Entries from a pointing dataset:
>> Begin
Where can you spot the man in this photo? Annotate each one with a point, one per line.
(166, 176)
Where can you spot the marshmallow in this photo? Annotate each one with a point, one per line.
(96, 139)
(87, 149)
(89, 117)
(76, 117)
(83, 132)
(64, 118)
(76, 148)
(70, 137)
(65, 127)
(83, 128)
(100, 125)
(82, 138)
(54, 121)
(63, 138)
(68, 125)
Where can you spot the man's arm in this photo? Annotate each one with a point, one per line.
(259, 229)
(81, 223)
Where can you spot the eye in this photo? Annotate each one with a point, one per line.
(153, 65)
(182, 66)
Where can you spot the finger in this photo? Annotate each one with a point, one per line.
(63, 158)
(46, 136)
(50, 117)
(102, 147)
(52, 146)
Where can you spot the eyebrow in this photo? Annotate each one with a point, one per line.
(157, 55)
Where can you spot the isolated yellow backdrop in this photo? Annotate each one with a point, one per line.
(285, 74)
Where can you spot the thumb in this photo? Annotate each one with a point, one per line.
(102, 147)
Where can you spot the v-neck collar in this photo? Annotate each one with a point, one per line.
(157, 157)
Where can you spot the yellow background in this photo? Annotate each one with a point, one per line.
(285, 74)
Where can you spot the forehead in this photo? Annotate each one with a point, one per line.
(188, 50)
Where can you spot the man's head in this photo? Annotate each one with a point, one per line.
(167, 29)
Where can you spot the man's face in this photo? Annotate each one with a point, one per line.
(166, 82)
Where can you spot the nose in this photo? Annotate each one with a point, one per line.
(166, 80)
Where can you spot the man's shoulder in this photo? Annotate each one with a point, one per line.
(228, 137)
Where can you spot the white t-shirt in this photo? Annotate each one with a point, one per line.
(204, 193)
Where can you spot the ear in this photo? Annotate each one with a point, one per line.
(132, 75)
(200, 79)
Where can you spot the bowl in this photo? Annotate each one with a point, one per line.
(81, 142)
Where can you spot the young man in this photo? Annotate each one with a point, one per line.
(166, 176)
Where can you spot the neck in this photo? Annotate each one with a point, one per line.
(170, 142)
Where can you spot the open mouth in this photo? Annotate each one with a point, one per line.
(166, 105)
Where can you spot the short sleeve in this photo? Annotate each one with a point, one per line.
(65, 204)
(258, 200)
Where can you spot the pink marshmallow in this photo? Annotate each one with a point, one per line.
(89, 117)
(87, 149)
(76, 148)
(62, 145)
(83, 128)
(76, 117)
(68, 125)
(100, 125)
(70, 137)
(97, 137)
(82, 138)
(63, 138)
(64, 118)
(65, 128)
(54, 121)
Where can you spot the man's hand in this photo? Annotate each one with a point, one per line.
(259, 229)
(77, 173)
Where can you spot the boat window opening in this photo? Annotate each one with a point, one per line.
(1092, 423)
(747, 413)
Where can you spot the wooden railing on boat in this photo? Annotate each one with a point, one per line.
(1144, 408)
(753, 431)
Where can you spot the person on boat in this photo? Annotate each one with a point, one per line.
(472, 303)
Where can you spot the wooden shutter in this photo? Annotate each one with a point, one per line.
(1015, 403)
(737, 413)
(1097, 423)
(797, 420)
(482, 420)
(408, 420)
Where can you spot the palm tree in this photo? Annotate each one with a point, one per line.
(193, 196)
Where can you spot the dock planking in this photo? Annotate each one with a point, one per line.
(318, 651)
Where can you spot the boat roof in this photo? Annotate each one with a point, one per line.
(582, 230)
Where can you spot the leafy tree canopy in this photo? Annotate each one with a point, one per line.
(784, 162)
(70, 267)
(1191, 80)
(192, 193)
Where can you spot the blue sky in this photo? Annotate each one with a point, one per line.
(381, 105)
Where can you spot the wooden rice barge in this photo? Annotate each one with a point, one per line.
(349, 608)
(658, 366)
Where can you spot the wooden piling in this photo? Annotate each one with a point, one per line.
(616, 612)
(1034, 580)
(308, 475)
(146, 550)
>> End
> **Work to do**:
Copy out the whole listing exactly; please set it all down.

> **Result of this exercise**:
Where can you spot the man in this photo? Annotate each one with a point, one per line.
(166, 176)
Where can you spot the marshmallow in this photo? Annotate each one with a point, one per line.
(96, 139)
(87, 149)
(89, 117)
(76, 117)
(83, 132)
(64, 118)
(76, 148)
(70, 137)
(65, 127)
(83, 128)
(100, 125)
(82, 138)
(54, 121)
(63, 138)
(68, 125)
Where can you spot the man's arm in this photo? Annotate each one with a point, one per line.
(259, 229)
(81, 223)
Where can you spot the eye in this photo? Annotate each one with a point, one per line.
(153, 65)
(182, 66)
Where can you spot the finger in this photo? Annotate each one with a point, one per line.
(63, 158)
(46, 136)
(50, 117)
(102, 147)
(52, 146)
Where can you spot the eyebrow in this photo? Annotate each one with a point, one per line.
(157, 55)
Where can you spot the isolated yellow backdrop in this photo? Annotate each one with a point, one per line.
(285, 74)
Where can you spot the thumb in this photo? Annotate each one with a point, one per line.
(102, 147)
Where can you spot the v-neck collar in this photo? Annotate each one with a point, one per line.
(157, 157)
Where can you spot the yellow background in this photo? Annotate each one with a point, one per line.
(285, 74)
Where can you spot the forehead in this photo? Annotate each one with a point, one per line.
(188, 50)
Where can you spot the man's head in this photo? Annotate each one with a point, one per line.
(167, 29)
Where can you spot the man's face in this photo? Annotate each one with a point, one per line.
(166, 82)
Where can you spot the nose in this photo? Annotate each one with a point, one per line.
(166, 80)
Where can you spot the man's shoulder in this photo? Annotate each one with a point, one per line.
(228, 137)
Where can you spot the white t-shirt in this photo? Annotate each one with a point, one per line.
(204, 193)
Where can you spot the ear in this photo? Annotate each one with a point, one per line.
(132, 75)
(200, 79)
Where can you spot the bowl in this photo? Annotate each one with a point, one per line.
(81, 142)
Where can you spot the young man in this photo? Annotate each one with a point, one per line.
(166, 176)
Where can you spot the neck in this photo? Annotate each one with a point, one per line.
(170, 142)
Where can you spot the open mouth in this photo? Annotate each one with a point, one per line.
(166, 105)
Where can you spot the short sleeve in this photo? Annotate each one with a point, one per line.
(65, 204)
(258, 200)
Where can you spot the pink marshmallow in this photo? Annotate each one with a point, one per line.
(89, 117)
(87, 149)
(76, 148)
(62, 145)
(83, 128)
(76, 117)
(68, 125)
(100, 125)
(70, 137)
(97, 137)
(82, 138)
(63, 138)
(64, 118)
(65, 128)
(54, 121)
Where can you spot the man's hand in this photo? Annotate each one with a point, one per line.
(259, 229)
(77, 173)
Where can you spot the boat window opening in this photo? Annotate each one with a point, one per line.
(1092, 423)
(747, 413)
Where can you spot the wooden railing on boat in this photo? Annotate each one with a point, one per line.
(1144, 408)
(753, 431)
Where can you spot the person on boat in this photo? Annotate each one with a point, one per line.
(472, 303)
Where can you spot the wooden shutter in this photo? Annotate each one with a point, one per line.
(1015, 403)
(737, 413)
(1097, 423)
(797, 420)
(482, 420)
(408, 420)
Where can you spot the palm tree in this photo? Annotate each one with a point, one per line.
(193, 196)
Where can you spot the dock planking in this photo? Annotate each one with a point, one per line.
(318, 651)
Where can you spot the boat roof in this photo? Annotate each one with a point, one per line.
(582, 230)
Where can you spot the leafy tree canopy in this photo? Annotate each one with a point, one per line.
(784, 162)
(70, 267)
(1191, 80)
(192, 193)
Where can you spot the blue sky in this photo? Annotate each one with a point, one per line.
(381, 105)
Where can you spot the wooden rice barge in this photo? Annotate each one with a point, one per line.
(349, 608)
(658, 366)
Where can you spot the wooden piling in this photo? Annotate each one with a point, one per line.
(616, 612)
(1034, 580)
(308, 475)
(146, 550)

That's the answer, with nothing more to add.